┌─ Data section

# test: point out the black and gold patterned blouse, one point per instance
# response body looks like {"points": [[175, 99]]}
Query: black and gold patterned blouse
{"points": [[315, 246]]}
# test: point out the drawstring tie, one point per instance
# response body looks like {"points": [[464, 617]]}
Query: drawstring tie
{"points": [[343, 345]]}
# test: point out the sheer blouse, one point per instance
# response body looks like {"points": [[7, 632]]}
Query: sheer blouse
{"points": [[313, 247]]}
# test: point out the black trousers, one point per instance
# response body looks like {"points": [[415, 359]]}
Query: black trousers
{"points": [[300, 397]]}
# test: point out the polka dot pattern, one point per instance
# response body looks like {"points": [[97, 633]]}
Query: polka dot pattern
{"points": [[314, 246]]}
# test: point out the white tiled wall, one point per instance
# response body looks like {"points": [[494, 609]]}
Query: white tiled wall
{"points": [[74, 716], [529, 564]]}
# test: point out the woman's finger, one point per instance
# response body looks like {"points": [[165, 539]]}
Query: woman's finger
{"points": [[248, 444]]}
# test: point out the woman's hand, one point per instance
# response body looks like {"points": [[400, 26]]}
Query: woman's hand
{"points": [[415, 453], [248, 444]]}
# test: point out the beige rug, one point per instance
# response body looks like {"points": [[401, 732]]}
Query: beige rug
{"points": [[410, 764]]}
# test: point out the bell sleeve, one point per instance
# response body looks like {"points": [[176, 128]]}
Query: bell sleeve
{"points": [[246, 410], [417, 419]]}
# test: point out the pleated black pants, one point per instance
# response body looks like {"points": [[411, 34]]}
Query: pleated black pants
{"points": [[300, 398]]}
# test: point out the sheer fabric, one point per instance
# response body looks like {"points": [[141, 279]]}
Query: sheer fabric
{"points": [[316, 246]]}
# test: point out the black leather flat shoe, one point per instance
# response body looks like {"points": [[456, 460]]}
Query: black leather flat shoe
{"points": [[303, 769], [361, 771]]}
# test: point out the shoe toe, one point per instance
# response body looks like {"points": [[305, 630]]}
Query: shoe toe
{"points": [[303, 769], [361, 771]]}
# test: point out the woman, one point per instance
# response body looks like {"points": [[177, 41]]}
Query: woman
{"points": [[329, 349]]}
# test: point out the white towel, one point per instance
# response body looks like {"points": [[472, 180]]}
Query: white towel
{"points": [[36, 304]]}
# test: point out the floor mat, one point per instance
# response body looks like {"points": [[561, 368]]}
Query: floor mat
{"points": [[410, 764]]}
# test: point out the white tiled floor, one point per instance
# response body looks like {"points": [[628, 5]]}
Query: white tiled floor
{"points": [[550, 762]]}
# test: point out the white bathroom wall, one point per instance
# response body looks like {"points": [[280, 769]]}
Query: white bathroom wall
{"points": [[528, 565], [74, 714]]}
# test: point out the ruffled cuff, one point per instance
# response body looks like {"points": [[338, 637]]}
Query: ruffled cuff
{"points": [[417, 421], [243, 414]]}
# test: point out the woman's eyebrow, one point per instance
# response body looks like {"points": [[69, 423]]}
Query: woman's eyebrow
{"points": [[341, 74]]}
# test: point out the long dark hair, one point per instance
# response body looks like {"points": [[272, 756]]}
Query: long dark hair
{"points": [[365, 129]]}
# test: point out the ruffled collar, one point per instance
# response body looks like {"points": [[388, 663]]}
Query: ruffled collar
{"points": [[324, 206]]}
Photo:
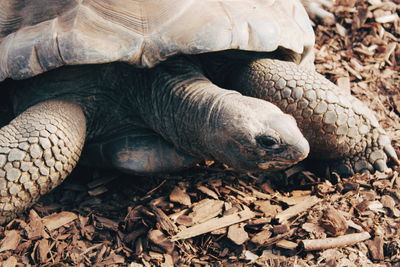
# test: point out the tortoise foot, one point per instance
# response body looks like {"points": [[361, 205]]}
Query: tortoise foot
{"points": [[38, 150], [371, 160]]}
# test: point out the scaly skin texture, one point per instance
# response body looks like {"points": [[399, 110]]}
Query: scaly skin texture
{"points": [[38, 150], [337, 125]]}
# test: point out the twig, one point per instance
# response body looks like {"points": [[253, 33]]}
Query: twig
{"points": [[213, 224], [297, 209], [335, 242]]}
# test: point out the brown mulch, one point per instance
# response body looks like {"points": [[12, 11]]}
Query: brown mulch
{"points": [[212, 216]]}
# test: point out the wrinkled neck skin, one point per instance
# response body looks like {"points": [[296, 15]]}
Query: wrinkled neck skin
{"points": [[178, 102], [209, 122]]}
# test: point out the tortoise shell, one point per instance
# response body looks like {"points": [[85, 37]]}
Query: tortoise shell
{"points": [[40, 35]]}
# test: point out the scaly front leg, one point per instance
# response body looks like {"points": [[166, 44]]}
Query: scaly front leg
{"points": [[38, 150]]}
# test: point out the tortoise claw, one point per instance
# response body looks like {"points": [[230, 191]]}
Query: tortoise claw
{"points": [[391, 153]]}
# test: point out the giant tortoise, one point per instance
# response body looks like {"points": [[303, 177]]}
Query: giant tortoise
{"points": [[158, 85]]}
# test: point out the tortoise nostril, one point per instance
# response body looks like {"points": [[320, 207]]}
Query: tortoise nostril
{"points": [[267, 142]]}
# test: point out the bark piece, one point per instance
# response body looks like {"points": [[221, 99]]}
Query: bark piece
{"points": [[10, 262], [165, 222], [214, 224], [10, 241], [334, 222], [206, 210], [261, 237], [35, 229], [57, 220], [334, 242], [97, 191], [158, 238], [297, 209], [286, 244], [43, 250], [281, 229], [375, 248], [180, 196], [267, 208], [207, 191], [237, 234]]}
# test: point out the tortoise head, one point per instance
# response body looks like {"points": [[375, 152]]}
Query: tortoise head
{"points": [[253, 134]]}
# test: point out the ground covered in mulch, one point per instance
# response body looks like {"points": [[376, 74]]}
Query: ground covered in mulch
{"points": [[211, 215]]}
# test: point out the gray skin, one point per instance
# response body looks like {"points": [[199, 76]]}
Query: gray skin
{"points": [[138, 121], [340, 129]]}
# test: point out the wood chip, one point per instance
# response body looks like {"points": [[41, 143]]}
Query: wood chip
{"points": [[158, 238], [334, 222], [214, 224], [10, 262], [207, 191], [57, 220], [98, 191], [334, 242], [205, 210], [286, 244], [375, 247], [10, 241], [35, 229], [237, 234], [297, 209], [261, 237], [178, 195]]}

└─
┌─ Data section

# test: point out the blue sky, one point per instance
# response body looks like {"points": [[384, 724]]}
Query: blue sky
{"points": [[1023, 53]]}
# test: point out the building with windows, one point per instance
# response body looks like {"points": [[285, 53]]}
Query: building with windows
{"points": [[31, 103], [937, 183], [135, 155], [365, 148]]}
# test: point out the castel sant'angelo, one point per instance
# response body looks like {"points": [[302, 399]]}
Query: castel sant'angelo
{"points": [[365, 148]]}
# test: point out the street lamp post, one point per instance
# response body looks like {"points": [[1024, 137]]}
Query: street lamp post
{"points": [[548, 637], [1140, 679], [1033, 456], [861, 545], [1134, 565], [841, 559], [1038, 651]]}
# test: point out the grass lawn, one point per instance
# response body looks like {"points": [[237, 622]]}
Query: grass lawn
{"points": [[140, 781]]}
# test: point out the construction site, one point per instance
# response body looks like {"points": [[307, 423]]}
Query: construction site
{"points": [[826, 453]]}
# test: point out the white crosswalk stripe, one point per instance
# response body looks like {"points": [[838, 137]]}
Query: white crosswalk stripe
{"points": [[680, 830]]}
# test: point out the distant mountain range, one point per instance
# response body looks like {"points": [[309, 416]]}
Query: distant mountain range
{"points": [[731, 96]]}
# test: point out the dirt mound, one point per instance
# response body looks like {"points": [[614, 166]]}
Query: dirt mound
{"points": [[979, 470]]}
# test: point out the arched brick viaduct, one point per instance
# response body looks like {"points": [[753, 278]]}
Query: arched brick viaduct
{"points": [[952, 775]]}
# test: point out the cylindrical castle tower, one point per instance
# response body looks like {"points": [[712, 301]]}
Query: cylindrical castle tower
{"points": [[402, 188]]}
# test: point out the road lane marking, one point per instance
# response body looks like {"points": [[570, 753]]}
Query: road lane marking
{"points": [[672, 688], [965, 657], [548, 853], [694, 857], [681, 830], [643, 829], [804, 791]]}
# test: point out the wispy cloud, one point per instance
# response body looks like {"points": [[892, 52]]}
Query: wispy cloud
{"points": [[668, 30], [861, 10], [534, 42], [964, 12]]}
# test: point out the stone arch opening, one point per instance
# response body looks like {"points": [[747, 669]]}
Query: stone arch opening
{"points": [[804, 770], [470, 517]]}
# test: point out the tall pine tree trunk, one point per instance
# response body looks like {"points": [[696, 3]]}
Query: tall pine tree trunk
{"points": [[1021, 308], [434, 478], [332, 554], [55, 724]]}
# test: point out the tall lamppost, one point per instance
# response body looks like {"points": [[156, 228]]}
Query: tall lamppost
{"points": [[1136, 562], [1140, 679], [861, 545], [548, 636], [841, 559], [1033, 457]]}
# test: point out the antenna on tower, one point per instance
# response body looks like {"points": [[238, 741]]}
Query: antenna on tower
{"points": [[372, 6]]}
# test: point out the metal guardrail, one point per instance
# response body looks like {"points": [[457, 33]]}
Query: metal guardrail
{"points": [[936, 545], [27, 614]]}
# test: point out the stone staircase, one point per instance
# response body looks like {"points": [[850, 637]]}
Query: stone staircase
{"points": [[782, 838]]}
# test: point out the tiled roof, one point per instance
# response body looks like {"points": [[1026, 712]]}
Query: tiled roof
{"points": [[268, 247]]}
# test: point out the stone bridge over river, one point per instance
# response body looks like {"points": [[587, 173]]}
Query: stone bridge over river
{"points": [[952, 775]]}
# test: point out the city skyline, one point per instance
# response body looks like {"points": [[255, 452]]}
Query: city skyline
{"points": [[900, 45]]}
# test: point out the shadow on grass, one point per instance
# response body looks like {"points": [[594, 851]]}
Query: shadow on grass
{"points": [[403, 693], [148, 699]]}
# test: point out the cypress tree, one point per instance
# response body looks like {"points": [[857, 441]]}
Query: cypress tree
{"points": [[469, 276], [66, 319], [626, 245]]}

└─
┌─ Data section

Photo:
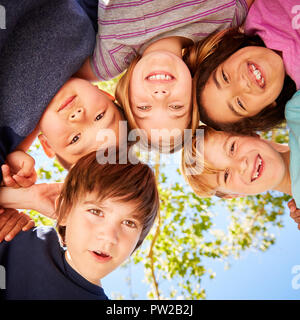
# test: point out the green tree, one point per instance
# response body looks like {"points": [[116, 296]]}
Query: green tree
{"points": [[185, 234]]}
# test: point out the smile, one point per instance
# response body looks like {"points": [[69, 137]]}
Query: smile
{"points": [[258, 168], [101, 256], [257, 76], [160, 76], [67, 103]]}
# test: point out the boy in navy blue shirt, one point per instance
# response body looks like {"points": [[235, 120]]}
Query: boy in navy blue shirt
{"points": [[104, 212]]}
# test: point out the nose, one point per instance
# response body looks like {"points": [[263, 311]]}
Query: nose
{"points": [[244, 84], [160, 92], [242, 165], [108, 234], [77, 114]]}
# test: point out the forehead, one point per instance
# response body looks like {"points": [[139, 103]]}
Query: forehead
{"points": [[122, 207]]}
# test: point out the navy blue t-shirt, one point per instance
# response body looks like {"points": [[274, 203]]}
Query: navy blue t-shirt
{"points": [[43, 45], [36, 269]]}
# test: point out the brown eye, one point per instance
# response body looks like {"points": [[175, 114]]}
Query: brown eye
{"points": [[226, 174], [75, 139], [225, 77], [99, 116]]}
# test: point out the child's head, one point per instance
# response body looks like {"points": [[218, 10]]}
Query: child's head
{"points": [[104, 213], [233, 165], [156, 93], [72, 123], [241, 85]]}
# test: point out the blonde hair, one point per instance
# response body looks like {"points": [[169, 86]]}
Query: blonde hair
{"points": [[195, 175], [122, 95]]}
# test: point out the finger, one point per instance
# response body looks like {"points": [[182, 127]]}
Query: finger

└─

Which lines contain the string "lamppost"? Gather every one of them, treating case as significant.

# test: point out the tall lamppost, one point per instance
Query: tall lamppost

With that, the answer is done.